[About this exercise] In the entries that follow, find the line containing "like x=324, y=68."; from there, copy every line exactly through the line containing "like x=381, y=322.".

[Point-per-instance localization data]
▬▬▬▬▬▬▬▬▬▬

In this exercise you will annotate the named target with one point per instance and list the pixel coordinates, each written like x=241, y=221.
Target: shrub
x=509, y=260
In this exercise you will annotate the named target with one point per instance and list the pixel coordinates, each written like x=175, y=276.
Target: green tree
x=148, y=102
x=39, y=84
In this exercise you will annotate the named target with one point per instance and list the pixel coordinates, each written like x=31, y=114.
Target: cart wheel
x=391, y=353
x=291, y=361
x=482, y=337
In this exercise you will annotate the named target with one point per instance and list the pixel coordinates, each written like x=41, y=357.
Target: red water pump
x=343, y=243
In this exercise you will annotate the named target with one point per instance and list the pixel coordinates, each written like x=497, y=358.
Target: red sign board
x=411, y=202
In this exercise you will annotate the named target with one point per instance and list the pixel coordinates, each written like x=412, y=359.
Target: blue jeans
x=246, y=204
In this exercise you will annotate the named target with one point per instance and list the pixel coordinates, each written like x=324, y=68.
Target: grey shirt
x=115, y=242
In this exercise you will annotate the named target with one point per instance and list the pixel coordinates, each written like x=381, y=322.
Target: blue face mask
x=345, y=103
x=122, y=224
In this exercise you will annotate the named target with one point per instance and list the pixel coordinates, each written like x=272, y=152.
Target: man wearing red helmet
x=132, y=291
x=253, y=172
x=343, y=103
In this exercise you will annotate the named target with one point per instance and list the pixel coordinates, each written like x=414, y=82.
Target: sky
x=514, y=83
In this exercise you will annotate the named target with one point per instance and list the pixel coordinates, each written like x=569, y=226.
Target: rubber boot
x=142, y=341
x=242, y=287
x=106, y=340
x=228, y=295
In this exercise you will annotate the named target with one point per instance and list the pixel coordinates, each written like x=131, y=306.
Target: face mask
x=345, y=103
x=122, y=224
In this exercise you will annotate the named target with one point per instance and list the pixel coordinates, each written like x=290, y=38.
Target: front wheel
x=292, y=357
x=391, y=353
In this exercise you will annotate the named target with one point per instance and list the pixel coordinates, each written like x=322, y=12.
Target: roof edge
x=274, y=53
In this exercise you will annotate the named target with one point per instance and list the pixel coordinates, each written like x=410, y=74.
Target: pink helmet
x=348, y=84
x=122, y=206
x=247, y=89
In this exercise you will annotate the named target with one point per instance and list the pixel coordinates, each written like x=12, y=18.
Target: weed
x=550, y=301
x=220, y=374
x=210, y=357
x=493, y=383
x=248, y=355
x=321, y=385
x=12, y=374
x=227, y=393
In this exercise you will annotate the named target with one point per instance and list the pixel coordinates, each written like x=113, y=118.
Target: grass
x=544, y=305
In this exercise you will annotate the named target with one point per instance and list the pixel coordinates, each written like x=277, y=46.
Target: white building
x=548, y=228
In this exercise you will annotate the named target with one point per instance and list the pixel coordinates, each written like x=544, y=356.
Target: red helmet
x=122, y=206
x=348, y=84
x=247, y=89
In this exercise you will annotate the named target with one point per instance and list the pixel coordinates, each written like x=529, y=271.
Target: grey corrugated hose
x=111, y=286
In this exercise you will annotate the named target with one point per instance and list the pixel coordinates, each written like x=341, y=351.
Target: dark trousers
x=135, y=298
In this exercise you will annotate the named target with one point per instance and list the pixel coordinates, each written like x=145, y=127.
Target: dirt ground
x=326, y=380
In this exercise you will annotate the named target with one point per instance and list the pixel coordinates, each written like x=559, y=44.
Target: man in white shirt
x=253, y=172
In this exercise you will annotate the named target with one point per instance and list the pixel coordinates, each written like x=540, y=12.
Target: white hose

▬▬▬▬▬▬▬▬▬▬

[Expected answer]
In this exercise you will annotate the named target with one point per instance and list the pixel coordinates, each written like x=324, y=68.
Target: grey shirt
x=115, y=242
In this exercise you will annotate the named target with one point per instance and list the pixel coordinates, each written like x=381, y=322.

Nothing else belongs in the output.